== SELECTED EXCERPT

Re: [reiserfs-list] Re: magic is useless & Determining File Types

2002-01-12 Thread Xuan Baldauf



toad wrote:

> On Sat, Jan 12, 2002 at 04:30:16PM +0100, Heinz-Josef Claes wrote:
> > Am Fre, 2002-01-11 um 18.59 schrieb Jens Benecke:
> > > On Mon, Jan 07, 2002 at 12:46:22PM +0300, Hans Reiser wrote:
> > >
> > > > Let us get a bit more specific.  You should echo "text/plain" >
> > > > /etc/passwd/..mime-type
> > >
> > > >> I don't mind a prefix as long as it doesn't break anything else. If you
> > > >> use '..' as a prefix that would break creating files that start with two
> > > >> dots.  I don't know why anyone would ever want to do that but it is
> > > >> possible now, and it should stay possible, otherwise you risk endless
> > > >> flame wars about people having to rewrite scripts or applications or
> > > >> whatever.

====
== DATA RECORDS

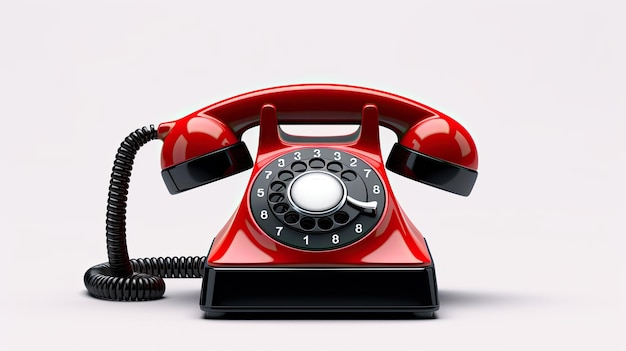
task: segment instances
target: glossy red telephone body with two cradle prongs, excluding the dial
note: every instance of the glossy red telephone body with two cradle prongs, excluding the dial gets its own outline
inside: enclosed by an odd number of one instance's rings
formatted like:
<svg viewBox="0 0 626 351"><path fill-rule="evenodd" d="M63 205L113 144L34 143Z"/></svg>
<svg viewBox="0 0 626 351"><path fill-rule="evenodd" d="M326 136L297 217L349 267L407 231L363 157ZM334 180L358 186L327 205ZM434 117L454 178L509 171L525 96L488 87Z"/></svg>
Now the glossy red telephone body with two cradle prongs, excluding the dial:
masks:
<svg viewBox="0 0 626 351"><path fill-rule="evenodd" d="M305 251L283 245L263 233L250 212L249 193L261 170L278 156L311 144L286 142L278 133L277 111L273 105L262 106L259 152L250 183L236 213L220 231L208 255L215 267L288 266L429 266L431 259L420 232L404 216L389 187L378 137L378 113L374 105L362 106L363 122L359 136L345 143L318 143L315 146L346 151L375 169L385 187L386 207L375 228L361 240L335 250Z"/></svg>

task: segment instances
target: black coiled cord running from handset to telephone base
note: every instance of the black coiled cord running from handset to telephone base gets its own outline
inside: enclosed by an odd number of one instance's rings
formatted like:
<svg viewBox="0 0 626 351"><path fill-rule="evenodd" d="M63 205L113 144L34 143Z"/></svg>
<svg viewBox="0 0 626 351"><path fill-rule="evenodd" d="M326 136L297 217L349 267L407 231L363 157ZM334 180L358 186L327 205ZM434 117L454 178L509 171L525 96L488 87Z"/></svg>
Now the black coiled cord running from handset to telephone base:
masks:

====
== DATA RECORDS

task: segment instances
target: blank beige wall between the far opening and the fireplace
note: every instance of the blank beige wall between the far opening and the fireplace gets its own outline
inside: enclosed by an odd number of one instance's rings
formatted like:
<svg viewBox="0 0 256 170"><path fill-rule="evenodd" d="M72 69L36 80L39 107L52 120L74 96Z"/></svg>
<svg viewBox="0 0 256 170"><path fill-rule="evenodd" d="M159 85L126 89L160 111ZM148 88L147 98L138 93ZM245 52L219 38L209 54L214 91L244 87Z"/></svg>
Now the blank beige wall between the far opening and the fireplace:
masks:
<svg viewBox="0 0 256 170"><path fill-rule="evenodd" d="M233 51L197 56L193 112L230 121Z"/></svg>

====

TASK GOAL.
Pick up the reiserfs-list message on file types and the ".." prefix and keep writing it, starting right after its final sentence. The records are separate material, unrelated to the reiserfs-list message.

RESPONSE TO THIS EXERCISE.
> > > > We know from experience with Clearcase and NetApp filers that reserving
> > > > some of the namespace is not really so bad.  Users survive it.
> > >
> > > Yes, the problems come when you migrate an existing setup to the
> > > metadata-capable Reiser file system.
> > >
> > > One way around this might be an additional attribute that specifies whether
> > > metadata exists. If it isn't set, then all chars are allowed in the file
> > > name. If it is, then e.g. disallow "#" (or something more complex like
> > > "#attr:") as part of a file name and treat strings behind it like a
> > > metadata attribute.
> > >
> > >
> > > However these are just crude workaround hacks that I don't really like
> > > either. IMHO, we really need an additional layer between the file system
> > > and the "desktop" (which includes bash & Co.) / end-user, which handles the
> > > metadata operations.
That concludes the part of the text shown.